TASK OBJECTIVE ▸
Rewrite every line from the one containing "object_query: man holding flag" down to the end of the material, offsetting each bounding-box coordinate by adding 144 and leaving all other text unchanged.

THE DATA ▸
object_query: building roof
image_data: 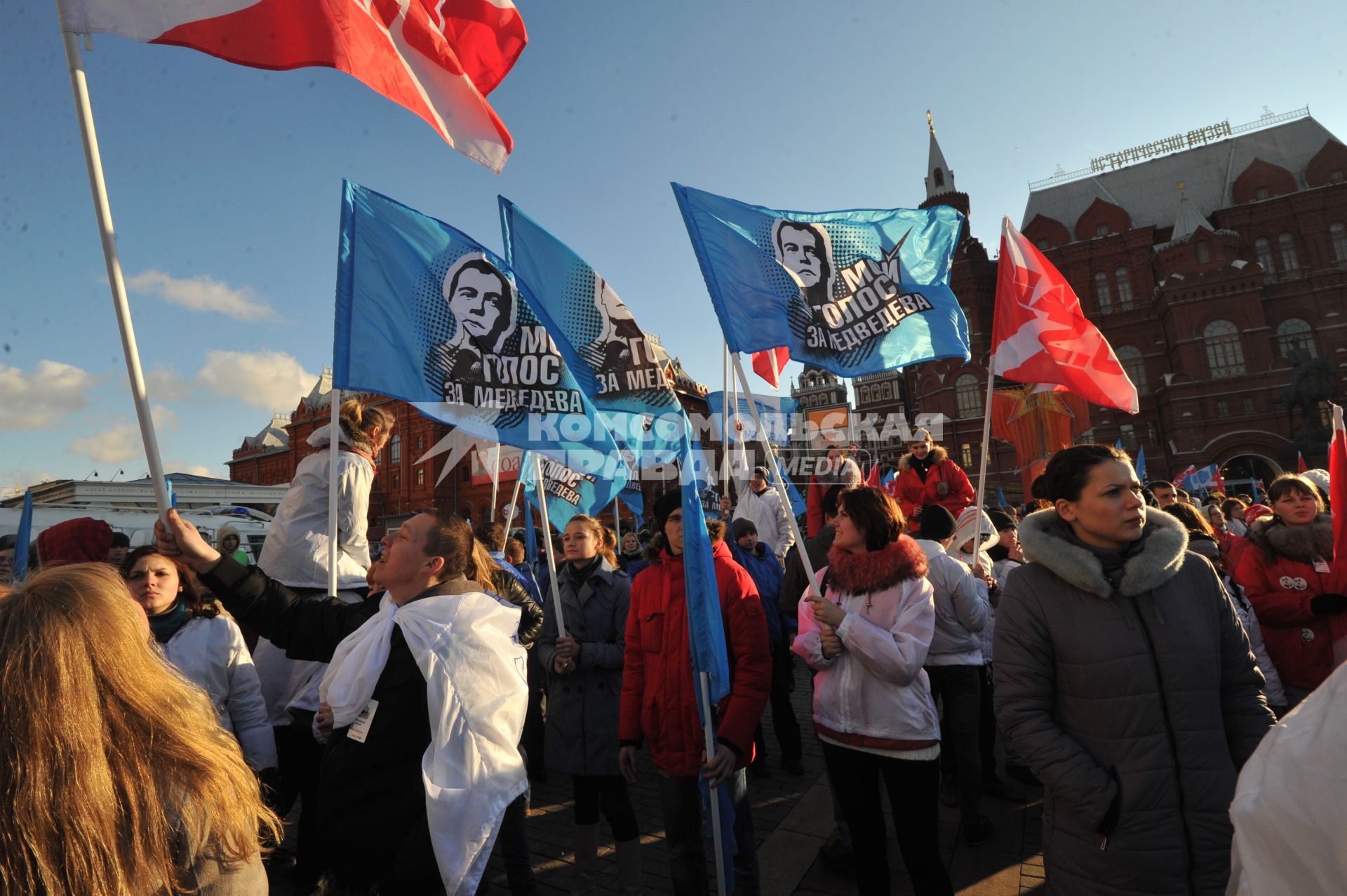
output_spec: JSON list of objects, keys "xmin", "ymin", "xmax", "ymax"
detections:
[{"xmin": 1019, "ymin": 116, "xmax": 1336, "ymax": 230}]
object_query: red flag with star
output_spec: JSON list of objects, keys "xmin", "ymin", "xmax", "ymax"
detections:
[{"xmin": 991, "ymin": 218, "xmax": 1141, "ymax": 414}]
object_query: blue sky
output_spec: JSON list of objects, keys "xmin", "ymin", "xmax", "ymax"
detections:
[{"xmin": 0, "ymin": 0, "xmax": 1347, "ymax": 488}]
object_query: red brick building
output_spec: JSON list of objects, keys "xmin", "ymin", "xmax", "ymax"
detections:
[
  {"xmin": 229, "ymin": 338, "xmax": 707, "ymax": 539},
  {"xmin": 893, "ymin": 110, "xmax": 1347, "ymax": 497}
]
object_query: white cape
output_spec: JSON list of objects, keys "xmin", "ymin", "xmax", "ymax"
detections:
[
  {"xmin": 319, "ymin": 582, "xmax": 528, "ymax": 896},
  {"xmin": 1226, "ymin": 664, "xmax": 1347, "ymax": 896}
]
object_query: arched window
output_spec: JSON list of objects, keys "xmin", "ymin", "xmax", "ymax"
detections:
[
  {"xmin": 1202, "ymin": 321, "xmax": 1245, "ymax": 379},
  {"xmin": 1095, "ymin": 271, "xmax": 1113, "ymax": 314},
  {"xmin": 953, "ymin": 373, "xmax": 982, "ymax": 417},
  {"xmin": 1113, "ymin": 268, "xmax": 1132, "ymax": 312},
  {"xmin": 1254, "ymin": 236, "xmax": 1277, "ymax": 283},
  {"xmin": 1277, "ymin": 318, "xmax": 1319, "ymax": 361},
  {"xmin": 1277, "ymin": 233, "xmax": 1300, "ymax": 278},
  {"xmin": 1328, "ymin": 221, "xmax": 1347, "ymax": 268},
  {"xmin": 1118, "ymin": 345, "xmax": 1151, "ymax": 395}
]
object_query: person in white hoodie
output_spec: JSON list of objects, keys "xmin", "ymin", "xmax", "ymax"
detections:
[
  {"xmin": 253, "ymin": 399, "xmax": 395, "ymax": 892},
  {"xmin": 918, "ymin": 504, "xmax": 996, "ymax": 846},
  {"xmin": 121, "ymin": 546, "xmax": 276, "ymax": 772},
  {"xmin": 721, "ymin": 466, "xmax": 795, "ymax": 563},
  {"xmin": 791, "ymin": 486, "xmax": 953, "ymax": 896}
]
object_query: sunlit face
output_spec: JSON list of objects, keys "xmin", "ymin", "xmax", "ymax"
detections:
[
  {"xmin": 562, "ymin": 520, "xmax": 598, "ymax": 563},
  {"xmin": 126, "ymin": 554, "xmax": 183, "ymax": 616},
  {"xmin": 377, "ymin": 514, "xmax": 435, "ymax": 589},
  {"xmin": 777, "ymin": 224, "xmax": 823, "ymax": 290},
  {"xmin": 1056, "ymin": 461, "xmax": 1146, "ymax": 551},
  {"xmin": 447, "ymin": 267, "xmax": 509, "ymax": 337},
  {"xmin": 1271, "ymin": 489, "xmax": 1319, "ymax": 526},
  {"xmin": 833, "ymin": 504, "xmax": 866, "ymax": 554},
  {"xmin": 664, "ymin": 508, "xmax": 683, "ymax": 554}
]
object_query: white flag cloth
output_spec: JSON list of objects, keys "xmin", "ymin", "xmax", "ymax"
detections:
[
  {"xmin": 1226, "ymin": 664, "xmax": 1347, "ymax": 896},
  {"xmin": 319, "ymin": 580, "xmax": 528, "ymax": 896}
]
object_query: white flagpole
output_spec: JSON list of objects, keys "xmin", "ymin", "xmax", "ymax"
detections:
[
  {"xmin": 730, "ymin": 353, "xmax": 817, "ymax": 593},
  {"xmin": 328, "ymin": 385, "xmax": 341, "ymax": 596},
  {"xmin": 955, "ymin": 354, "xmax": 997, "ymax": 573},
  {"xmin": 486, "ymin": 442, "xmax": 501, "ymax": 523},
  {"xmin": 533, "ymin": 454, "xmax": 565, "ymax": 637},
  {"xmin": 57, "ymin": 19, "xmax": 170, "ymax": 520},
  {"xmin": 505, "ymin": 470, "xmax": 524, "ymax": 539},
  {"xmin": 698, "ymin": 672, "xmax": 748, "ymax": 896}
]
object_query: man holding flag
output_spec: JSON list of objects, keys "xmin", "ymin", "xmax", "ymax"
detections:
[{"xmin": 618, "ymin": 489, "xmax": 772, "ymax": 896}]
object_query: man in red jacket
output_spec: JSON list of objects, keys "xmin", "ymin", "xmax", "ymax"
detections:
[{"xmin": 618, "ymin": 489, "xmax": 772, "ymax": 896}]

RESPONSE TO THE TASK ▸
object_query: man holding flag
output_spec: JSON list of objects, keys "xmin", "ymin", "xmax", "ymax"
detections:
[{"xmin": 762, "ymin": 633, "xmax": 916, "ymax": 1040}]
object_query: man in red jacket
output_spec: JSON list of objects, keys "xmin", "ymin", "xmax", "ymax"
detections:
[{"xmin": 762, "ymin": 633, "xmax": 916, "ymax": 1040}]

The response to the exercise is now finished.